Aim of the task: Write the next part of the passage below on the pillar fragments at Dhar, picking up after its final sentence.

This piece is the larger part of the fragment broken during Bahadur Shah's reign. Henry Cousens (1902–03) measured its length as 24 ft 3 in. Klaus Roessler (1995) found it to be 24 ft 2 in long. It has a square cross-section. Roessler estimated its weight at 4,500 kg.

In 1598, the Mughal emperor Akbar's visit to Dhar was recorded on the pillar in form of a Persian language inscription. This piece also has some names and letters in Devanagari script. The names end in word Soni ("goldsmith"), and seem to have been engraved while the original pillar was still intact. There are some other symbols and Persian characters scratched on the surface.

The autobiography of Akbar's son Jahangir mentions that he saw this piece lying on ground in Dhar. He ordered it to be taken to Agra, intending to use it as a lamp post in the courtyard of Akbar's tomb. It appears that Jahangir's orders were never carried out.

Until 1980, this piece lay in a sloping position against a masonry terrace. The local kids used it as a slide, because of which a large part of its surface gained a polished appearance.

=== Fragment 2 ===

This piece is the smaller part of the fragment broken during Bahadur Shah's reign. Henry Cousens (1902–03) measured its length as 11 ft 7 in. The part with the square cross-section measured 8 ft 6 in, while the part with the octagonal section measured 3 ft 1 in. Klaus Roessler (1995) found this piece to be 11 ft 8 in long. Roessler estimated its weight at 1,800 kg.

The 13 ft piece was removed from the Lat Masjid site at an unknown time. In February 1903, Henry Cousens of ASI found it in Anand High School, where a museum had been set up in 1902. The museum was relocated to another site between the years 1922 and 1942. When this happened, the pillar was brought back to the Lat Masjid and placed horizontally on the ground.

=== Fragment 3 ===

This is the smallest piece, which was moved to Mandu during Dilawar Khan's reign. Its length is 7 ft 6 in according to both Coussen and Roessler. It is mostly of an octagonal cross-section, except one 8 in circular part at the end. Roessler estimated its weight at 940 kg.

This piece was brought back from Mandu to Dhar sometime between 1844 and 1893. In 1893, Alois Anton Führer of ASI noticed it in the garden of the Dhar Maharaja's guest house. In February 1902, this piece was fixed in a masonry basement at Lal Bagh public gardens near the Anand High School. Henry Cousens of ASI later had it removed from the basement to measure it. The piece was then moved to the Anand High School museum. From there, it was moved to Lat Masjid, similar to the second piece.

(Point localization data)
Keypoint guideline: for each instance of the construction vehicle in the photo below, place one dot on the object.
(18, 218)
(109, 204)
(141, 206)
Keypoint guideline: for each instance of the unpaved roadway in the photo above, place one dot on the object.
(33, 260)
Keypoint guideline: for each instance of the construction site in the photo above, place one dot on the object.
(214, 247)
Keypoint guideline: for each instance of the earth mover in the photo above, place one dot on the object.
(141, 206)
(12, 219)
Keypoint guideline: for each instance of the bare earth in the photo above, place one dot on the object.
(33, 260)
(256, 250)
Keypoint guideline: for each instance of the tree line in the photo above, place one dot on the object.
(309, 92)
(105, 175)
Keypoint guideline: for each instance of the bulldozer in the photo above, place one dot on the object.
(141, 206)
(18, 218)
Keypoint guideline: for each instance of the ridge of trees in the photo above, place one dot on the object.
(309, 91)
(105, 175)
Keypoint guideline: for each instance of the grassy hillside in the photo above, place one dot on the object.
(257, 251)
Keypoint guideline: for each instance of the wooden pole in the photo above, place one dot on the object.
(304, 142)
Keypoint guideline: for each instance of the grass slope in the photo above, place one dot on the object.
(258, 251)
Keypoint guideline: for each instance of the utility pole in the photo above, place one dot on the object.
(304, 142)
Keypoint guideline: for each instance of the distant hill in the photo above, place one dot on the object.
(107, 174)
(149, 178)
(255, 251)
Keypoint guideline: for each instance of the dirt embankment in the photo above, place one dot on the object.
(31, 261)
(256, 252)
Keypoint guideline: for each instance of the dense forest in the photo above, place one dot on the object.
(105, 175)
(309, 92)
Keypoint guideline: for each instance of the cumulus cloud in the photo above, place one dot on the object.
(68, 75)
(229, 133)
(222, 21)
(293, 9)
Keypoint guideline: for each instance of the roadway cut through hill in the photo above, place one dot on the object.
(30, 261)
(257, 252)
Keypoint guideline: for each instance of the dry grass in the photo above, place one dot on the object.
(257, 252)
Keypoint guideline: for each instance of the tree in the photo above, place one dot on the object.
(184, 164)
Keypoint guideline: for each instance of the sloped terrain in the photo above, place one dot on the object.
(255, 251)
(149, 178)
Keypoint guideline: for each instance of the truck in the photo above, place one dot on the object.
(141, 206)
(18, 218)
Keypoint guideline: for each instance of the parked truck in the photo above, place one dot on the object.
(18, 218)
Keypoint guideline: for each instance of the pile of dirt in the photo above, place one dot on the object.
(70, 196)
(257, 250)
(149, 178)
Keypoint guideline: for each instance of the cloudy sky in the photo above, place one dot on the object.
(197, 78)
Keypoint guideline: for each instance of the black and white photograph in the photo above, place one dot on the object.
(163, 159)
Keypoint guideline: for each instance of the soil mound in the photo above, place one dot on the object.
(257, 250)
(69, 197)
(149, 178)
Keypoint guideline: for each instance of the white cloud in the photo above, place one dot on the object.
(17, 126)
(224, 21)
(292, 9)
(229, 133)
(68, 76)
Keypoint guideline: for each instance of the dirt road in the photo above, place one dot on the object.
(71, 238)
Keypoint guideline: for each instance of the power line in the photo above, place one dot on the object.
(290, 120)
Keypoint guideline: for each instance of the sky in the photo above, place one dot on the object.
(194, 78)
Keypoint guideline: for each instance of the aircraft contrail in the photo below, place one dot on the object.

Response area:
=== Missing fragment ===

The third piece has a fractured top surface, which indicates that a fourth piece of the original pillar is missing. Klaus Roessler (1995) estimated the length of this piece at 3 ft 3 in. Henry Cousens hypothesized that the fourth piece had a garuda figure (the Paramara royal emblem) or a trishula (trident) at the top. As Bhoja was a Shaivite king, R. Balasubramaniam analyzed Shaivite iconography to conclude that the top had a trishula.

Balasubramaniam also theorizes that an iron pillar in front of Mandu's Jami Masjid might be a re-shaped version of the Dhar pillar's missing piece. This pillar is called Allaudin's Sang (spear) after Alauddin Khalji.

== Chemical composition ==

According to R. Balasubramaniam and A. V. Ramesh Kumar (2003), the pillar shows "excellent" atmospheric corrosion resistance.

Ray et al. (1997) analyzed portions of the two smaller fragments. Their analysis revealed the following chemical composition (weight %):

| Carbon | 0.013% |
| Manganese | "trace" |
| Silicon | 0.06% |
| Phosphorus | 0.072% |
| Sulfur | 0.003% |
| Copper | 0.057% |
| Nickel | 0.268% |
| Iron | rest |

Balasubramaniam (2002) also obtained a small portion of the pillar with ASI's permission, and used an electron probe microanalyzer to analyze its chemical composition. He found that "the composition varied from one location to another":

|  | (Mass of elements other than iron, as % of total mass) |  |  |  |
|  | Carbon | Phosphorus | Manganese | Silver |
|---|---|---|---|---|
| Portion containing pearlite | 0.683% | 0.693% | 0.013% |  |
| Portion containing pearlite and ferrite | 0.276% | 0.851% |  | 0.075% |

The typical composition of the slag was 55.8% iron, 27.8% silicon, 16.3% phosphorus, and 0.1% manganese.